INFORMATION SUPPLIED:

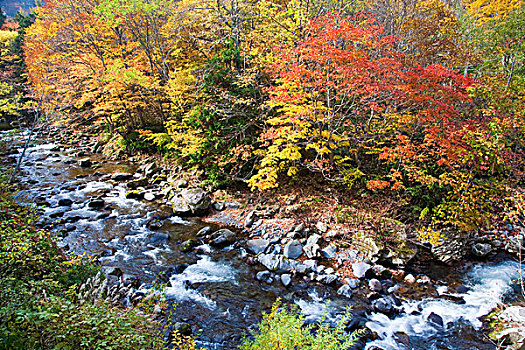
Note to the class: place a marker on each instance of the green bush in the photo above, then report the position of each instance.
(38, 304)
(285, 330)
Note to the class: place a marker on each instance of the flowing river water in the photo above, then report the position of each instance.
(216, 292)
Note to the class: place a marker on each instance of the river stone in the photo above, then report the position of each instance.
(321, 226)
(481, 249)
(286, 279)
(326, 279)
(85, 163)
(330, 251)
(435, 318)
(65, 202)
(250, 218)
(311, 249)
(375, 285)
(96, 203)
(270, 261)
(222, 237)
(258, 245)
(360, 269)
(293, 249)
(121, 176)
(134, 184)
(188, 245)
(345, 291)
(191, 201)
(149, 196)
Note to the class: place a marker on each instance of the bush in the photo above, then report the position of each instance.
(285, 330)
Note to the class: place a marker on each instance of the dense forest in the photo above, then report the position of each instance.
(419, 104)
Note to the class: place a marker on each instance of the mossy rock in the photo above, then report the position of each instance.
(134, 194)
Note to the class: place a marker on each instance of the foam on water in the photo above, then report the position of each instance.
(488, 286)
(204, 271)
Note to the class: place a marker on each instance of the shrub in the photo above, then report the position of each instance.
(285, 330)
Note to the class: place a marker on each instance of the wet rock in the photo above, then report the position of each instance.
(326, 279)
(386, 305)
(257, 246)
(293, 249)
(345, 290)
(286, 279)
(311, 265)
(375, 285)
(453, 246)
(481, 249)
(134, 194)
(204, 231)
(435, 318)
(134, 184)
(402, 338)
(312, 248)
(188, 245)
(96, 203)
(65, 202)
(360, 269)
(410, 279)
(192, 201)
(270, 261)
(263, 276)
(121, 176)
(158, 237)
(222, 238)
(85, 163)
(250, 218)
(330, 251)
(149, 196)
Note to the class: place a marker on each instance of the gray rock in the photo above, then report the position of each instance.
(330, 251)
(293, 249)
(258, 245)
(360, 269)
(326, 279)
(149, 196)
(321, 226)
(286, 279)
(312, 249)
(250, 218)
(311, 265)
(345, 290)
(222, 237)
(121, 176)
(263, 276)
(481, 249)
(192, 201)
(352, 282)
(65, 202)
(270, 261)
(134, 184)
(85, 163)
(188, 245)
(96, 203)
(435, 318)
(375, 285)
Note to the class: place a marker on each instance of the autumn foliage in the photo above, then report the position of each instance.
(417, 99)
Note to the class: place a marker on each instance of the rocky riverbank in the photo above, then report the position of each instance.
(286, 249)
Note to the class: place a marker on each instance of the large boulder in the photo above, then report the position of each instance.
(258, 245)
(293, 249)
(193, 201)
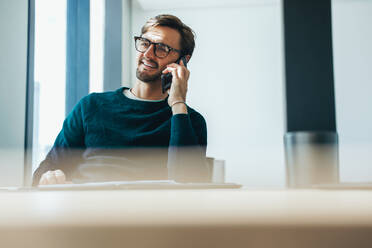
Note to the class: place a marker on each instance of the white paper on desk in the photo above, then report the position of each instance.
(110, 183)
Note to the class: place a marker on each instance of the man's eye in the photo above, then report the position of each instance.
(145, 44)
(162, 48)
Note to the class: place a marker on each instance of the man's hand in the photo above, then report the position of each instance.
(53, 177)
(178, 89)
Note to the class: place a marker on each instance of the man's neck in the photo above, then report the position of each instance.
(149, 91)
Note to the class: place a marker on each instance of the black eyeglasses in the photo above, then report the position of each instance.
(160, 50)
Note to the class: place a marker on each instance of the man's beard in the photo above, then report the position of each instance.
(144, 77)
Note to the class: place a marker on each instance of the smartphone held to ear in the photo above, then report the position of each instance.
(166, 79)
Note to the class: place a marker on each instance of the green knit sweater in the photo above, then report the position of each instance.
(109, 136)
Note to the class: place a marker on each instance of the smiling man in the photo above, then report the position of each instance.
(136, 133)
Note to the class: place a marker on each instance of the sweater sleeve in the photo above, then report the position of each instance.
(187, 148)
(66, 151)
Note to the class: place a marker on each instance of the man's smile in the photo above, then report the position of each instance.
(149, 65)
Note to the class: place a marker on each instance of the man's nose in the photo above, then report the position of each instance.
(150, 52)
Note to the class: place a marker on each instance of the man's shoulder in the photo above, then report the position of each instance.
(100, 97)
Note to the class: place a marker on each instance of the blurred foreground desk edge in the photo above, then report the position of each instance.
(187, 218)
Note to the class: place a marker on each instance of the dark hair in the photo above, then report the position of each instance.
(187, 34)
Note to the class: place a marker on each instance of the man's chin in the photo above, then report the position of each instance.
(148, 78)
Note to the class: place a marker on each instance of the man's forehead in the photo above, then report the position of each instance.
(165, 35)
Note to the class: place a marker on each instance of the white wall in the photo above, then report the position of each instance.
(236, 82)
(13, 65)
(352, 45)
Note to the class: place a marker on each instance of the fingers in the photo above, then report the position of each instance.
(180, 71)
(53, 177)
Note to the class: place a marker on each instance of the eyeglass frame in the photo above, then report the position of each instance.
(155, 43)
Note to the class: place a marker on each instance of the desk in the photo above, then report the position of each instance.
(187, 218)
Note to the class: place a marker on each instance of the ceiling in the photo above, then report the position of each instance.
(182, 4)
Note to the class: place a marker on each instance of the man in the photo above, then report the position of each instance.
(137, 133)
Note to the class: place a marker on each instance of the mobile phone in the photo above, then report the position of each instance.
(166, 79)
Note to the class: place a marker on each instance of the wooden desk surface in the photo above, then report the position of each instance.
(187, 218)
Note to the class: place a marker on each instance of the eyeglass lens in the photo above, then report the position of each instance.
(161, 50)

WORK REQUIRED:
Without the pictures, print the records in full, exactly as they appear.

ANSWER FOR THE TASK:
Note to the class: place a marker on each instance of the green bush in the photo above, then report the position of each instance.
(38, 304)
(285, 330)
Note to the class: place a marker on each instance of the flowing river water in the photo above, then report the position of each instance.
(216, 292)
Note to the class: place a marker on each instance of the river stone in the photo above, then report the position of each instance.
(321, 226)
(481, 249)
(286, 279)
(326, 279)
(85, 163)
(330, 251)
(435, 318)
(65, 202)
(250, 218)
(311, 249)
(375, 285)
(96, 203)
(270, 261)
(222, 237)
(258, 245)
(360, 269)
(293, 249)
(121, 176)
(134, 184)
(188, 245)
(345, 291)
(191, 201)
(149, 196)
Note to the class: place a marker on each instance of the bush in the photo above, then report the position of each instance.
(285, 330)
Note to the class: place a marker on each instance of the dense forest in the photo above, then report the position of each instance.
(419, 104)
Note to the class: place a marker on each instance of the mossy rock in the photo above, then report the position of each instance.
(134, 194)
Note to the class: place a marker on each instance of the foam on water in the photo above, then report the position of each instance.
(488, 286)
(204, 271)
Note to the class: place a marker on each instance of the shrub in the photo above, then report the position of each instance.
(285, 330)
Note to the class: place a marker on each instance of the wet rock in the photo above, then report the position of each instance.
(326, 279)
(386, 305)
(257, 246)
(293, 249)
(345, 290)
(286, 279)
(311, 265)
(375, 285)
(453, 246)
(481, 249)
(134, 194)
(204, 231)
(435, 318)
(134, 184)
(402, 338)
(312, 248)
(188, 245)
(96, 203)
(65, 202)
(360, 269)
(410, 279)
(192, 201)
(270, 261)
(263, 276)
(121, 176)
(158, 237)
(222, 238)
(85, 163)
(250, 218)
(330, 251)
(149, 196)
Note to the class: place a marker on each instance of the gray rock in the photo above, then report the position of each instance.
(330, 251)
(293, 249)
(258, 245)
(360, 269)
(326, 279)
(149, 196)
(321, 226)
(286, 279)
(312, 249)
(250, 218)
(311, 265)
(345, 290)
(222, 237)
(121, 176)
(263, 276)
(481, 249)
(192, 201)
(352, 282)
(65, 202)
(270, 261)
(134, 184)
(85, 163)
(188, 245)
(96, 203)
(435, 318)
(375, 285)
Note to the class: place a marker on each instance of the autumn foliage in the photo above, then report the position of each instance.
(417, 99)
Note to the class: place a marker on each instance of the rocky riverbank in the photo above, then report the position of each instance.
(286, 249)
Note to the class: place a marker on each instance of the large boulder in the photo above, then report the position of each instance.
(258, 245)
(293, 249)
(193, 201)
Note to the class: place a marker on each instance of the white paper on desk in the photo above, then report the position of each instance.
(110, 183)
Note to the class: place a marker on each instance of the man's eye in the photo above, then report the position of each instance.
(145, 44)
(162, 48)
Note to the class: place a marker on each instance of the man's hand in the photo above, then report the position of each instance.
(53, 177)
(178, 89)
Note to the class: place a marker on each instance of the man's neck in the photo above, then report the position of each instance.
(149, 91)
Note to the class: place a marker on each instance of the black eyeglasses in the photo above, then report the position of each instance.
(160, 50)
Note to the class: place a marker on each instance of the man's beard in the photo above, then report the position of each instance.
(144, 77)
Note to the class: place a marker on each instance of the smartphone held to ear in the photo above, then report the position of each instance.
(166, 79)
Note to the class: place a marker on each instance of the green knit sweater in the photo above, then report the position of each instance.
(109, 136)
Note to the class: place a marker on each instance of the smiling man in the photo above, then report the position of each instance.
(136, 133)
Note to the class: place a marker on each instance of the sweater sleeve in the photo above, then report the position of each instance.
(187, 148)
(66, 151)
Note to the class: place a marker on each instance of the man's smile in the photo above, then report the position of each instance.
(149, 65)
Note to the class: place a marker on each instance of the man's nose in the photo above, then report the position of each instance.
(150, 52)
Note to the class: place a marker on each instance of the man's shoulder in the photo above, then report the position of each instance.
(100, 97)
Note to the class: place a marker on each instance of the blurred foreground desk edge in the photo above, then report the position of each instance.
(187, 218)
Note to the class: place a marker on each instance of the dark hair in the photo above, then report the position of each instance.
(187, 34)
Note to the class: place a marker on each instance of the man's chin in the photo above, then report the position of each instance.
(148, 78)
Note to the class: place a marker on each instance of the man's forehead in the photo above, then report the position of each instance.
(165, 35)
Note to the class: place a marker on each instance of the white wall in the photo above, then report the position of each instance.
(236, 82)
(13, 65)
(352, 45)
Note to the class: place a marker on each instance of the fingers in the photo above, then report the position of each instance.
(180, 71)
(53, 177)
Note to the class: place a marker on each instance of the eyeglass frame in the photo above, then report the position of each instance.
(155, 43)
Note to the class: place a marker on each instance of the desk in the photo above, then report the position of each instance.
(187, 218)
Note to the class: place a marker on each instance of the ceiling in the photo above, then report the position of each instance.
(182, 4)
Note to the class: place a marker on each instance of the man in the photo above, then report the position of each instance.
(137, 133)
Note to the class: place a marker on each instance of the mobile phone in the photo above, then report the position of each instance.
(166, 79)
Note to the class: place a marker on each instance of the wooden desk surface in the photo above, then report the position of each instance.
(187, 218)
Note to the class: place a marker on each instance of the eyeglass lens in the photo above, then report the position of each instance.
(161, 50)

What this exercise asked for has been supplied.